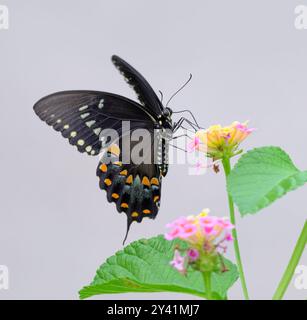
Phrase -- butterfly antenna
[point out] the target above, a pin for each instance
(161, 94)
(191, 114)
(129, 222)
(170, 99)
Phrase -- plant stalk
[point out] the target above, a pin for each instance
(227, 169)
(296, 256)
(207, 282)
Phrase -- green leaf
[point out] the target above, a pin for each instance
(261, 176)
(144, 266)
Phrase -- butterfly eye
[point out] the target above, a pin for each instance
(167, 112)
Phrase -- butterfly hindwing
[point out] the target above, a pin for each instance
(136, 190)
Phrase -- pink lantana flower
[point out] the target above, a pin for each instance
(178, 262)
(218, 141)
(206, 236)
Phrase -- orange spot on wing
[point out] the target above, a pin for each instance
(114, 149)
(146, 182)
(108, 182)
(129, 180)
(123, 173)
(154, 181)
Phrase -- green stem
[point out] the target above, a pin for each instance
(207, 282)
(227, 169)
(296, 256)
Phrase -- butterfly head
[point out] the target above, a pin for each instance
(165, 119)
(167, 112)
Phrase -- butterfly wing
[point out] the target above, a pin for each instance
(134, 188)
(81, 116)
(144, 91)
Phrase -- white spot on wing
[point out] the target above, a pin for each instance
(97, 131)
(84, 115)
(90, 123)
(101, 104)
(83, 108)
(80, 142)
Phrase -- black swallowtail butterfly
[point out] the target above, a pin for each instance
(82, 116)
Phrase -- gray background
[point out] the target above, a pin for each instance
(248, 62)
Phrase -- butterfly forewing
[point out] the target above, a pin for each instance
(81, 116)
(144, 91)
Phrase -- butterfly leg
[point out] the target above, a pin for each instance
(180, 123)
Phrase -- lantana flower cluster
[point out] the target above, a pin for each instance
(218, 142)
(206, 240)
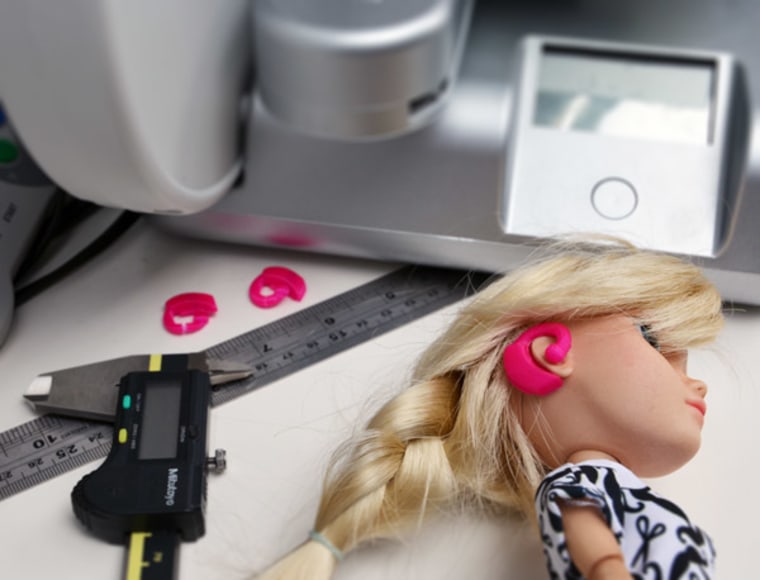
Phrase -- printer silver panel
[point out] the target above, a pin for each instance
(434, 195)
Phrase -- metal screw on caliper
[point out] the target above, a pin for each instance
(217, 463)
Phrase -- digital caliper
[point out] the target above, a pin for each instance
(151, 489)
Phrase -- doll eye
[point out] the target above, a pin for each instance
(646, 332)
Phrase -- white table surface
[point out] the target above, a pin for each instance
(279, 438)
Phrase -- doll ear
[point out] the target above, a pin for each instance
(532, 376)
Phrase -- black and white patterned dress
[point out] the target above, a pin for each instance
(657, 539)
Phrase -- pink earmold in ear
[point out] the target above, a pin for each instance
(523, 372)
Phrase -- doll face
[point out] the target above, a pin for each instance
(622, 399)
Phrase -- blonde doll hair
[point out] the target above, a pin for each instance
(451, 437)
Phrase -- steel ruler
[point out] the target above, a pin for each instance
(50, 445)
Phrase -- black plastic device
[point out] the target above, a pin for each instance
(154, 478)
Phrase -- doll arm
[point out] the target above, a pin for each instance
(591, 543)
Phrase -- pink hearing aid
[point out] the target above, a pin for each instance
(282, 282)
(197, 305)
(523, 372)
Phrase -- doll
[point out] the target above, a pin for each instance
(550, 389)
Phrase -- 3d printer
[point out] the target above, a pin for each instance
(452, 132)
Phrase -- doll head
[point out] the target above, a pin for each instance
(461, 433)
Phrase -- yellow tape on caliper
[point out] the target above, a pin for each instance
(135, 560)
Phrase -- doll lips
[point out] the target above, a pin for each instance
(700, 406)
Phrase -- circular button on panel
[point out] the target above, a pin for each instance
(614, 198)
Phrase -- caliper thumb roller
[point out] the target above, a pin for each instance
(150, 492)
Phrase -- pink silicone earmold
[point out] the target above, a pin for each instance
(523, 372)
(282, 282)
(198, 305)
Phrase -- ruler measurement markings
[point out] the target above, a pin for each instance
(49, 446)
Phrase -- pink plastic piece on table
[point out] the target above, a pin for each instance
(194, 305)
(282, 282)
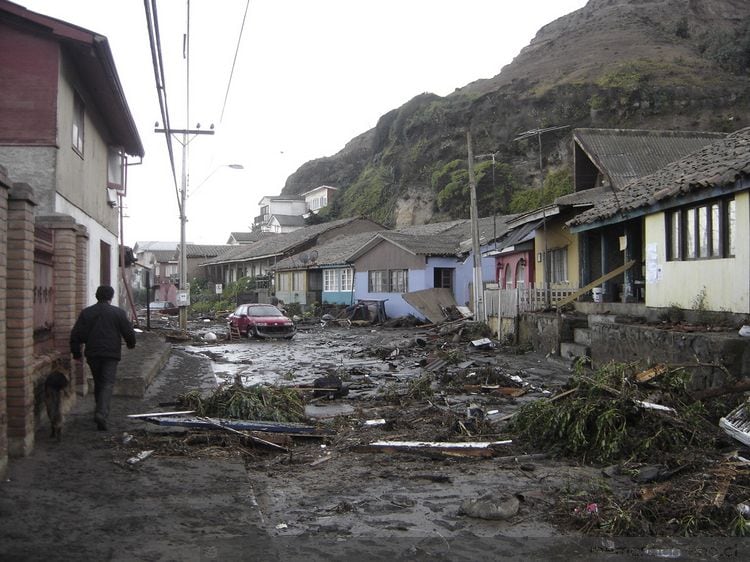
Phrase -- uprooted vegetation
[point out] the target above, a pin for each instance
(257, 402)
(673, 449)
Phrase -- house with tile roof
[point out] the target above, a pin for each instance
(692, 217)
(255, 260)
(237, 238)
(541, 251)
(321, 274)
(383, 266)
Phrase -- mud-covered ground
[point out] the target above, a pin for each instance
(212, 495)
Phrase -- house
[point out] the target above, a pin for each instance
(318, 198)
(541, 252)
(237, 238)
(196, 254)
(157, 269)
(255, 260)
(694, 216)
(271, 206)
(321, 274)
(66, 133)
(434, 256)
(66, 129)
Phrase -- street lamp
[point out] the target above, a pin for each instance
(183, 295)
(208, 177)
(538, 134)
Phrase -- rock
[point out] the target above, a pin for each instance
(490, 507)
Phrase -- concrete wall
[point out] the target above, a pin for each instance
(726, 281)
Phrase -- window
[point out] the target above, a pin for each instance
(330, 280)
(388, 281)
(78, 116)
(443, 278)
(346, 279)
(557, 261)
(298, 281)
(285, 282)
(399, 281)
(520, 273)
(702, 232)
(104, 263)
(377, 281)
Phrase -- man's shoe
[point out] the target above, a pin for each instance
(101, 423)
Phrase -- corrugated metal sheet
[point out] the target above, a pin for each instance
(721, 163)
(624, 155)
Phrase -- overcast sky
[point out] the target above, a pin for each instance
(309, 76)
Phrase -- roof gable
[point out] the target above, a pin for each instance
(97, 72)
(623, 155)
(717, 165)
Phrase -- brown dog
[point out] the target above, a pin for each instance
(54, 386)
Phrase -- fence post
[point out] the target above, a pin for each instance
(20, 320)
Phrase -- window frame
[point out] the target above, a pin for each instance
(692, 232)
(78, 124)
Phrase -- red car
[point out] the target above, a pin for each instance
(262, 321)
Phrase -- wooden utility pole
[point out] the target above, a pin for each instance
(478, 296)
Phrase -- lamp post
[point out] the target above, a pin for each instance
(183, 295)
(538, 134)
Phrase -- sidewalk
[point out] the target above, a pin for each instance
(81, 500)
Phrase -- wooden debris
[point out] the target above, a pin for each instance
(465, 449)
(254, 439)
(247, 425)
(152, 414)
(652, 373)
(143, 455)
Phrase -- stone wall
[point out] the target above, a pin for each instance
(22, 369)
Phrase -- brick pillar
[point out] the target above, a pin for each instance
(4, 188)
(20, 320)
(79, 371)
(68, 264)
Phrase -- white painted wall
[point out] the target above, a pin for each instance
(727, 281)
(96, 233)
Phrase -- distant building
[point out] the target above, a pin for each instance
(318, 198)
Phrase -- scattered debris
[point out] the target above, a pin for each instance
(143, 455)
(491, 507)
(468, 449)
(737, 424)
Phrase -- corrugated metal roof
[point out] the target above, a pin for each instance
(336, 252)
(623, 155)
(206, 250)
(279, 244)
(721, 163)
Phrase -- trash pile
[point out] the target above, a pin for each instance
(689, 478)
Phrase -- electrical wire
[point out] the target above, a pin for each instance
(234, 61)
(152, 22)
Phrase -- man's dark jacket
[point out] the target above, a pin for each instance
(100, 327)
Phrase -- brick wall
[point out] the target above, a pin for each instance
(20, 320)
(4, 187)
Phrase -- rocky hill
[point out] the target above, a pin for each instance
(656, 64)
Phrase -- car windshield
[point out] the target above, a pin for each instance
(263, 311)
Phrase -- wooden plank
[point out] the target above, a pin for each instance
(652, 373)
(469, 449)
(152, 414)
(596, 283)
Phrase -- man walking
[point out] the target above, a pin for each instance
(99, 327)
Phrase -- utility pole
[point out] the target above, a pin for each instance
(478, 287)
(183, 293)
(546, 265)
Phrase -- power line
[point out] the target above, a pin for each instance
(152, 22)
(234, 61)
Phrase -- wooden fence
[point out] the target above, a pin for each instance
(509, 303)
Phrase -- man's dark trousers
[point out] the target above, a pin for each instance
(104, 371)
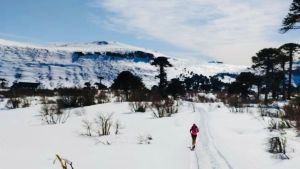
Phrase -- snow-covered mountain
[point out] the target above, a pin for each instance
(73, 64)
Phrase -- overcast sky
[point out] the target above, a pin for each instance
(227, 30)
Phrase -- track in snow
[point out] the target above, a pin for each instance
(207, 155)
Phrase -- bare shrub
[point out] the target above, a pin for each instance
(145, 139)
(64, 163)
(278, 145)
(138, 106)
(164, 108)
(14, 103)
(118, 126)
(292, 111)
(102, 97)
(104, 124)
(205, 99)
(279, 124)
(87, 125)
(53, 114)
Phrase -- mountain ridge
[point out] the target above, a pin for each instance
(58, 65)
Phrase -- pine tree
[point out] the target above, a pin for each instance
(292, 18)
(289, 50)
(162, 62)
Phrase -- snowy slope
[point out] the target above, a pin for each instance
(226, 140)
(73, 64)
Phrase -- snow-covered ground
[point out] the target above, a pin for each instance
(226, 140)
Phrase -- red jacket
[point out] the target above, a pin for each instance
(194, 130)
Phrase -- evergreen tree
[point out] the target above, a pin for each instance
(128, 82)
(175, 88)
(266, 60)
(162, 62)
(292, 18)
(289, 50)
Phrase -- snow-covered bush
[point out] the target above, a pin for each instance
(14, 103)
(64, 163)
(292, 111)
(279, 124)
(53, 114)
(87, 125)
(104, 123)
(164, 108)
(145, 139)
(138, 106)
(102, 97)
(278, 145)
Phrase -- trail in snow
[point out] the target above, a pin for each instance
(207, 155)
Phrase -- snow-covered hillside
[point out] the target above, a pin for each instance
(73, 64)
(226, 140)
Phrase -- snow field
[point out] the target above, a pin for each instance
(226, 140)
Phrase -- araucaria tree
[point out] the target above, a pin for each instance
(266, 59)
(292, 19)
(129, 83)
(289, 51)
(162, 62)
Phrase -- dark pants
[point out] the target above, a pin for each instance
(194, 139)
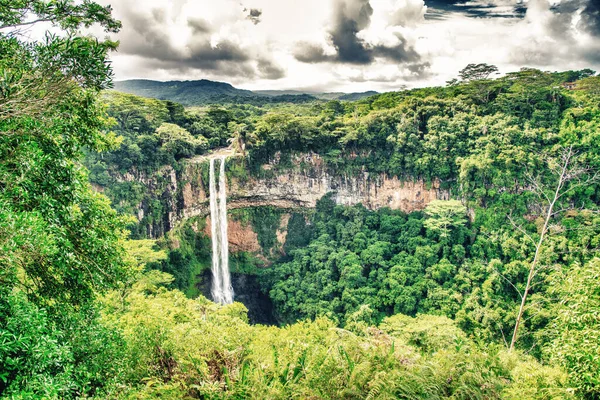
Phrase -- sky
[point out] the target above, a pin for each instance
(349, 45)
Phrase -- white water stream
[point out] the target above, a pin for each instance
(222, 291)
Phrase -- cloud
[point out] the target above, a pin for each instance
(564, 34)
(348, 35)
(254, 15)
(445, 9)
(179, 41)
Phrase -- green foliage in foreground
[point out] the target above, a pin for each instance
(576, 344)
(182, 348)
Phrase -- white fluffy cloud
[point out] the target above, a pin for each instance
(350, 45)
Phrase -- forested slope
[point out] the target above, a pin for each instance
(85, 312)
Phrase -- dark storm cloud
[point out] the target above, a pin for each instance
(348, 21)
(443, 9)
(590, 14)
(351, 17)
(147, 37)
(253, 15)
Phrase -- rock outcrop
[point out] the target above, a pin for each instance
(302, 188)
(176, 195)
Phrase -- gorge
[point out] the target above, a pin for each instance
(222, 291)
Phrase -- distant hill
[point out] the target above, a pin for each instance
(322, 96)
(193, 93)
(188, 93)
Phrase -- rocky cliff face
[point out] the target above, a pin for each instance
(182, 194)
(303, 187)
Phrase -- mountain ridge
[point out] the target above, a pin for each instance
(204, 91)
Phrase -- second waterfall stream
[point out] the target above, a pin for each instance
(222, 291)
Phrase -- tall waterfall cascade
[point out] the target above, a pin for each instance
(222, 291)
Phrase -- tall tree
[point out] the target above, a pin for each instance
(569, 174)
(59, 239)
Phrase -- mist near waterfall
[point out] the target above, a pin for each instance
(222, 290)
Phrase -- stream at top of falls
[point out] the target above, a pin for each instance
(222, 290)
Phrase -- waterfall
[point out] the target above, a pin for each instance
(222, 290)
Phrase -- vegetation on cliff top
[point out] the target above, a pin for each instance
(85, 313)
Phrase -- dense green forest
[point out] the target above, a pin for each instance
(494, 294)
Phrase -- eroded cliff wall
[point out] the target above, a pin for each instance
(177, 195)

○ ○ ○ ○

• **EXERCISE PROMPT**
Pictures are to be left out; otherwise, copy exactly each line from the one containing "Phrase -- dark pants" through the last line of the listing.

• **FULL SOLUTION**
Phrase -- dark pants
[point out] the target above, a pin for each instance
(194, 139)
Phrase -- sky
[point out] the target above, a pin for each instance
(349, 45)
Phrase -- white water stream
[point out] the target above, a pin for each instance
(222, 291)
Phrase -- cloud
[point out] the target above, a pin for each instance
(564, 34)
(348, 35)
(254, 15)
(445, 9)
(179, 41)
Phrase -- green foliage in foreground
[point out] the target above, a pin for each instance
(576, 344)
(182, 348)
Phrase -- white fluffy cloud
[point out] the target above, a pin for each instance
(350, 45)
Phrase -- forested slope
[point out] the target above, a pin for each instance
(85, 312)
Phrase -- dark storm cloud
[point out] the target above, a pin for each instance
(348, 21)
(443, 9)
(590, 14)
(351, 17)
(147, 37)
(253, 15)
Phrase -- rock outcrop
[point out] the target above, a pin for each instance
(302, 188)
(176, 195)
Phrase -- gorge
[point out] the target above, a pin for each instance
(222, 291)
Phrase -- distant hill
[point out] the target above, a pin for each instance
(322, 96)
(193, 93)
(188, 93)
Phrase -- rocky cliff face
[point out] the target above, a pin for each instance
(182, 194)
(303, 187)
Phrase -- mountain ridge
[point out] the target above, a pin for each instance
(204, 91)
Phrase -- second waterfall stream
[point out] the target above, a pin for each instance
(222, 291)
Phrase -- tall waterfall cascade
[point out] the target above, a pin for each instance
(222, 291)
Phrase -- tall tree
[point out] the target above, a pin for each instance
(569, 174)
(59, 239)
Phrase -- mist near waterfall
[point out] the target above, a pin for each instance
(222, 290)
Phrase -- stream at top of falls
[point out] the target above, a pin for each instance
(222, 290)
Phrase -- waterfall
[point out] the target above, a pin for each instance
(222, 290)
Phrase -- vegetation on cliff top
[point out] the target above, a pin for each instance
(85, 313)
Phrase -- dense green forest
[point out] the target above, a pin for each instance
(494, 294)
Phrase -- eroded cliff wall
[point out] the target above, a pin for each instance
(177, 195)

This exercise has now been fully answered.